= CONSIGNES DE TRAVAIL =
(a) Recopiez fidèlement le passage du texte sur la propagande socialiste qui commence aux mots « En réalité, le » et s'arrête après les mots « des porte-feuilles ministériels. ».
(b) Répondez brièvement aux questions suivantes sur le texte sur la propagande socialiste :
(i) Pour la conquête de quoi les luttes se menaient-elles au sein du Parti républicain ?
(ii) Dans quels pays la doctrine anarchiste avait-elle déjà donné des résultats ?
(iii) Lors de quel congrès la scission s'était-elle produite dans l'Internationale ?
(c) Rédigez la suite du texte sur la propagande socialiste, en reprenant après sa dernière phrase.

= BLOC DE TEXTE =
※

En réalité, le Parti républicain était fort fractionné et c’était dans son sein un renouvellement incessant d’intrigues, de luttes pour la conquête des porte-feuilles ministériels.

En dehors du Parlement, la propagande socialiste se poursuivait avec ardeur ; cependant son aspect se modifiait profondément ; de même que dans le Parti républicain, des divisions se produisaient, préjudiciables certainement aux progrès de l’Idée. La doctrine anarchiste avait lentement pénétré en France et parmi les tempéraments révolutionnaires épris de liberté et impatients de l’action, elle avait recruté des adhérents dont l’activité était grande et donnait des résultats, comme elle en avait donné déjà en Italie, en Espagne, en Suisse, depuis la scission qui s’était produite dans l’Internationale au Congrès de La Haye. C’était la lutte engagée entre anarchistes et socialistes réformistes ou révolutionnaires, tous admettant du reste le collectivisme ou le communisme comme doctrine fondamentale.

※

= DONNÉES ENREGISTRÉES =
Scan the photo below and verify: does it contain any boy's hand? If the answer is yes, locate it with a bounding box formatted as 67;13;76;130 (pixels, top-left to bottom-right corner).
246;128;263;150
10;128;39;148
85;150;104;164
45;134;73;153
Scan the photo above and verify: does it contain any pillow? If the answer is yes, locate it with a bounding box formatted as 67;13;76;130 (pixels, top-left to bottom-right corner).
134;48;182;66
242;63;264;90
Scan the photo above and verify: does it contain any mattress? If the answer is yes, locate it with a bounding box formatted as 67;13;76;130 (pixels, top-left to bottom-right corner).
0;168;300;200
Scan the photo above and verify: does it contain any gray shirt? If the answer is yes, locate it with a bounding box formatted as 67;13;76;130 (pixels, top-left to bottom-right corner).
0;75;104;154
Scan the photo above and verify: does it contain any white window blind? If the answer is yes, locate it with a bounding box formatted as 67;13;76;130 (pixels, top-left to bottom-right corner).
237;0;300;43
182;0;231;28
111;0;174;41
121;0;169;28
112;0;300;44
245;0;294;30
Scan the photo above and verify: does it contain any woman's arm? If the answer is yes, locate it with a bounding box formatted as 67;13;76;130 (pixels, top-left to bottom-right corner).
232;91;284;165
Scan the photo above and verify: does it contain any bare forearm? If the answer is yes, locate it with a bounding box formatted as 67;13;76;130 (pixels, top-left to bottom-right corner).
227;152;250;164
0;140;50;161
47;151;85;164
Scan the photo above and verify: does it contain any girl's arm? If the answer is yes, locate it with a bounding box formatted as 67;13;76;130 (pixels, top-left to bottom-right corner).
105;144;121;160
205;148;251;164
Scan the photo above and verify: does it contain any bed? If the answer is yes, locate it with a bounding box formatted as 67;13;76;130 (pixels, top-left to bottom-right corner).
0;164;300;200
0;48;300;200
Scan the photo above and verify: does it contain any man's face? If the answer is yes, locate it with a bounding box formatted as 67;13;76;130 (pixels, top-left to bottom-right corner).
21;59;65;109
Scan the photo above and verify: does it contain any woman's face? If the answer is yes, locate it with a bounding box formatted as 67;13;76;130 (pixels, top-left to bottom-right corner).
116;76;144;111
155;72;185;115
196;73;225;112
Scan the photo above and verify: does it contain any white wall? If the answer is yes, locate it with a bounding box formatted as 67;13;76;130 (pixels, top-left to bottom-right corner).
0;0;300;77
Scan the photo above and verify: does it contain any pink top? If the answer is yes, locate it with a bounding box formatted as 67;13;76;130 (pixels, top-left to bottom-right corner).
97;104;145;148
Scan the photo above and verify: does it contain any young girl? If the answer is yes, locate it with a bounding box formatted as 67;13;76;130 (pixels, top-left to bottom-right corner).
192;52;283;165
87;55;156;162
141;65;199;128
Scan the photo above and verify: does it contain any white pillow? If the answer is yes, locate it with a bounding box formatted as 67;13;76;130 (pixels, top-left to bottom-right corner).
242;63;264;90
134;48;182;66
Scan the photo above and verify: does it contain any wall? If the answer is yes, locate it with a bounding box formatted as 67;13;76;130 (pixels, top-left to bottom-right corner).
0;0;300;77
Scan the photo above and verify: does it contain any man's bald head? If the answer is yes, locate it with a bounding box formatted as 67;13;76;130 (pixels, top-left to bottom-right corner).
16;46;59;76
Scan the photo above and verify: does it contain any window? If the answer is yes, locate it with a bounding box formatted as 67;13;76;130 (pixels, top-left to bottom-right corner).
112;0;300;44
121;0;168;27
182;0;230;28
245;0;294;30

※

= RÉPONSES ATTENDUES =
(a)
En réalité, le Parti républicain était fort fractionné et c’était dans son sein un renouvellement incessant d’intrigues, de luttes pour la conquête des porte-feuilles ministériels.

(b)
(i) Des porte-feuilles ministériels.
(ii) En Italie, en Espagne et en Suisse.
(iii) Au Congrès de La Haye.

(c)
Tandis que les socialistes, tout en affirmant leur attachement à l’idée de liberté, entraient résolument dans la voie de l’action politique pour la conquête par le prolétariat des pouvoirs publics, les anarchistes prêchaient l’abstention, l’organisation en vue de la destruction de la société bourgeoise dans son organe essentiel l’État. Il y avait dans cette propagande de quoi séduire certains tempéraments ardents, certains cerveaux auxquels le socialisme ainsi conçu apparaissait comme une doctrine peu compliquée et ne comportant pas d’études approfondies. Elle devait produire de funestes effets.